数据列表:
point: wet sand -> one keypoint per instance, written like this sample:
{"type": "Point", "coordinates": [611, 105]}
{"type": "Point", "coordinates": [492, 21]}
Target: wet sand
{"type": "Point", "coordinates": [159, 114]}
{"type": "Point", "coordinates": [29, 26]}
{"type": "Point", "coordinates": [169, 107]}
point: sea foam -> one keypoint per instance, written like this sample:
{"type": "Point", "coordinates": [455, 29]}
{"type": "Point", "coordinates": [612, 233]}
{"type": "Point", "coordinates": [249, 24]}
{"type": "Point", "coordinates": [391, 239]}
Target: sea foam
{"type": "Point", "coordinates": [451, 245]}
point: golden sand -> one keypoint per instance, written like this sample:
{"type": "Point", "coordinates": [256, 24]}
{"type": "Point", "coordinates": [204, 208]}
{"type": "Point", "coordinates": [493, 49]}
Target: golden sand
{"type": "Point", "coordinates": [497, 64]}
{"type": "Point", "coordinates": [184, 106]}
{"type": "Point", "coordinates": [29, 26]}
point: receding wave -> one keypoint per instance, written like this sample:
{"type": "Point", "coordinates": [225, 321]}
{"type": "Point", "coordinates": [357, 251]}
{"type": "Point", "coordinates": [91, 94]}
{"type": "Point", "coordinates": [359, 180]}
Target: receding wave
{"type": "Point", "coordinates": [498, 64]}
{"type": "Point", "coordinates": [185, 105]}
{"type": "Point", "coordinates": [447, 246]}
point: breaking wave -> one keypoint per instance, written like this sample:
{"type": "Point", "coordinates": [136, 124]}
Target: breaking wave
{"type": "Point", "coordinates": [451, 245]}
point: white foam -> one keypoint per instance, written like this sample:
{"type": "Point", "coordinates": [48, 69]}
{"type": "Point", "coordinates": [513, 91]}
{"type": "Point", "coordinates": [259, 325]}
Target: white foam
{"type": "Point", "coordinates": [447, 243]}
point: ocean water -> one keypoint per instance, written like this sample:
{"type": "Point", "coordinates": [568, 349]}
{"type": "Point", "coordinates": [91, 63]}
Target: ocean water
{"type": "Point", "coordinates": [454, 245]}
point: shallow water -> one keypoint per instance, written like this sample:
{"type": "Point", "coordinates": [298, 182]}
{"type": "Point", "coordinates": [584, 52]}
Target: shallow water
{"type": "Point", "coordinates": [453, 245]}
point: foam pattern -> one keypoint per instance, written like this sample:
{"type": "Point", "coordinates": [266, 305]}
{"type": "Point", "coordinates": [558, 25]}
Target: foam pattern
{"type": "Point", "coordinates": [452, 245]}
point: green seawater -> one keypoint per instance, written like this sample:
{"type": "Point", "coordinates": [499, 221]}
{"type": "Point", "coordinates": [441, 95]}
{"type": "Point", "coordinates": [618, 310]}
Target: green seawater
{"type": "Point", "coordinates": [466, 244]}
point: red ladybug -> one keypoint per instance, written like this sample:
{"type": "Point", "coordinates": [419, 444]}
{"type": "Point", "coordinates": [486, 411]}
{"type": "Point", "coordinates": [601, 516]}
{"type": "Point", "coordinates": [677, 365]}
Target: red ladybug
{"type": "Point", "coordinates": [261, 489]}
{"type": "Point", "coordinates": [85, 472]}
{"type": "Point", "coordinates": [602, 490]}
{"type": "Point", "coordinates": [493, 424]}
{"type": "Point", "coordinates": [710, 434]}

• **任务说明**
请把数据列表中从含“point: ocean water”的那一行起直到列表末尾的各行重新写出，将其中的“shallow water”改名为“calm water”，其余内容一律不变。

• **参考解答**
point: ocean water -> one keypoint per instance, written like this sample:
{"type": "Point", "coordinates": [568, 349]}
{"type": "Point", "coordinates": [91, 63]}
Target: ocean water
{"type": "Point", "coordinates": [454, 245]}
point: calm water -> one keypoint per instance, written like this sample:
{"type": "Point", "coordinates": [298, 182]}
{"type": "Point", "coordinates": [584, 52]}
Target: calm water
{"type": "Point", "coordinates": [453, 245]}
point: foam pattern -> one keypoint per instance, written like this sample:
{"type": "Point", "coordinates": [266, 305]}
{"type": "Point", "coordinates": [558, 25]}
Target: foam pattern
{"type": "Point", "coordinates": [452, 245]}
point: green seawater -> one keypoint per instance, written like this sample:
{"type": "Point", "coordinates": [499, 221]}
{"type": "Point", "coordinates": [441, 95]}
{"type": "Point", "coordinates": [618, 310]}
Target: green seawater
{"type": "Point", "coordinates": [466, 244]}
point: red ladybug -> one keypoint per instance, written like this sample:
{"type": "Point", "coordinates": [419, 444]}
{"type": "Point", "coordinates": [486, 411]}
{"type": "Point", "coordinates": [601, 516]}
{"type": "Point", "coordinates": [677, 365]}
Target: red ladybug
{"type": "Point", "coordinates": [261, 489]}
{"type": "Point", "coordinates": [85, 472]}
{"type": "Point", "coordinates": [602, 490]}
{"type": "Point", "coordinates": [493, 424]}
{"type": "Point", "coordinates": [710, 434]}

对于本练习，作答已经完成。